_EXTRACT TO READ_:
══════════
Do people differ in how much their scores change depending on how many days it has been since they completed the initial battery?
Make data frame with difference between two scores for each measure for each subject. Since the scores for different measures are on different scales for comparability the difference scores are scaled (i.e. divided by their root mean square) but not centered so a value of 0 for the difference scores would indicate a lack of a difference between the scores of a subject.
t1_2_difference = data.frame()
for(i in 1:length(numeric_cols)){
tmp = match_t1_t2(numeric_cols[i],format='wide')
tmp = tmp %>%
# mutate(difference = scale(`2` - `1`))
mutate(difference = scale(`2` - `1`, center=F))
t1_2_difference = rbind(t1_2_difference, tmp)
}
t1_2_difference$difference = as.data.frame(t1_2_difference$difference)$V1
Add completion dates to this data frame.
t1_2_difference = merge(t1_2_difference, comp_dates[,c('sub_id', 'days_btw')], by='sub_id')
The effect of number of days in between in the full model where the difference scores are regressed on a fixed effect for measure and days between the two scores and random intercepts for each subject (Should this model include the interaction between the fixed effects?). Since there are over 300 measures the output of the full model is not presented here. Instead below are the coefficient for the fixed effect of days between completion times and its t value.
mod = lmer(difference ~ dv + days_btw + (1|sub_id), data = t1_2_difference)
══════════
_WORK TO DO_:
a. In the difference-score analysis, how are the difference scores scaled?
b. Pick up the difference-score analysis after its final line and carry it forward.
The lines after this point come from a different source.
══════════
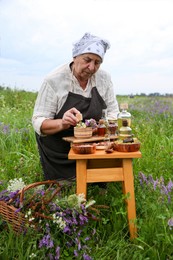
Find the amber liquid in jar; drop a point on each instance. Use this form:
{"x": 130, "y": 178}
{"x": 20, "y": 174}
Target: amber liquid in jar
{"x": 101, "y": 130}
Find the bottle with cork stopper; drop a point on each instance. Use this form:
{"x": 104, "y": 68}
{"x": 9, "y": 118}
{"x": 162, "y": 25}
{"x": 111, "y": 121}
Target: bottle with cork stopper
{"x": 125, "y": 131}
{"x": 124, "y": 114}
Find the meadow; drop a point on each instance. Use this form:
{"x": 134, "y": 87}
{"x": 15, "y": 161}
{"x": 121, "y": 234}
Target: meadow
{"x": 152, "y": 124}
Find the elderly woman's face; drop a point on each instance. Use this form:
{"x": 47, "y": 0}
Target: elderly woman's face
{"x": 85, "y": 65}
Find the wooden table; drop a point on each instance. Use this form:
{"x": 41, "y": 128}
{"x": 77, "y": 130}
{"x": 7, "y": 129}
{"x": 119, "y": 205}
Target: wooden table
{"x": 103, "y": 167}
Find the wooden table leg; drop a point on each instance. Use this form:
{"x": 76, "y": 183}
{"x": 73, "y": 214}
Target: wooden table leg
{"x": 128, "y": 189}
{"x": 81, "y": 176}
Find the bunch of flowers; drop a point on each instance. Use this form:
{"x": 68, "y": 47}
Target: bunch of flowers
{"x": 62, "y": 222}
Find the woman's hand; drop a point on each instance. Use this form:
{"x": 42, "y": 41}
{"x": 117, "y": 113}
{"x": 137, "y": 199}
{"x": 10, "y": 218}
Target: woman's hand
══════════
_REPLIES_:
a. They are divided by their root mean square but not centered.

b.
data.frame(estimate=coef(summary(mod))["days_btw","Estimate"], tval=coef(summary(mod))["days_btw","t value"])
For visualization purposes I summarized the difference scores per person by looking at the average difference and plot that against the number of days between completion.
tmp = t1_2_difference %>%
group_by(sub_id) %>%
summarise(mean_diff = mean(difference, na.rm=T),
days_btw = unique(days_btw))
ggplotly(tmp %>%
ggplot(aes(days_btw, mean_diff))+
geom_point()+
theme_bw()+
xlab("Days between completion")+
ylab("Mean standardized difference between two time points")+
geom_smooth(method="lm"))
To confirm: the slope of this line is not significant. That is, there doesn’t seem to be a systematic difference between the two measurements depending on the number of days between the two measurements.
summary(lm(mean_diff ~ days_btw, data=tmp))
Call:
lm(formula = mean_diff ~ days_btw, data = tmp)
Residuals:
Min 1Q Median 3Q Max
-0.24670 -0.05189 0.00176 0.05104 0.22911
Coefficients:
Estimate Std. Error t value Pr(>|t|)
(Intercept) -0.066878 0.027067 -2.47 0.015 *
days_btw 0.000389 0.000229 1.70 0.091 .
---
Signif. codes: 0 '***' 0.001 '**' 0.01 '*' 0.05 '.' 0.1 ' ' 1
Residual standard error: 0.0824 on 148 degrees of freedom
Multiple R-squared: 0.0192, Adjusted R-squared: 0.0126
F-statistic: 2.89 on 1 and 148 DF, p-value: 0.091
For reference here are the box plots showing the distribution of difference scores for each task.
t1_2_difference %>%
ggplot(aes(reorder(dv, difference, FUN=median), difference))+
geom_hline(yintercept = 0,color='red',size=1)+
geom_boxplot()+
theme_bw()+
xlab("")+
ylab("Standardized difference")+
coord_flip()
raw_retest_subs_test_data = raw_test_data[raw_test_data$sub_id %in% raw_retest_data$sub_id,]
raw_numeric_cols = c()
for(i in 1:length(names(raw_test_data))){
if(is.numeric(raw_test_data[,i])){
raw_numeric_cols <- c(raw_numeric_cols, names(raw_test_data)[i])
}
}
raw_rel_df <- data.frame(spearman = rep(NA, length(raw_numeric_cols)),
icc = rep(NA, length(raw_numeric_cols)),
eta_sq = rep(NA, length(raw_numeric_cols)),
sem = rep(NA, length(raw_numeric_cols)))
row.names(raw_rel_df) <- raw_numeric_cols
for(i in 1:length(raw_numeric_cols)){
raw_rel_df[raw_numeric_cols[i], 'spearman'] <- get_spearman(raw_numeric_cols[i], t1_df = raw_retest_subs_test_data, t2_df = raw_retest_data)
raw_rel_df[raw_numeric_cols[i], 'icc'] <- get_icc(raw_numeric_cols[i], t1_df = raw_retest_subs_test_data, t2_df = raw_retest_data)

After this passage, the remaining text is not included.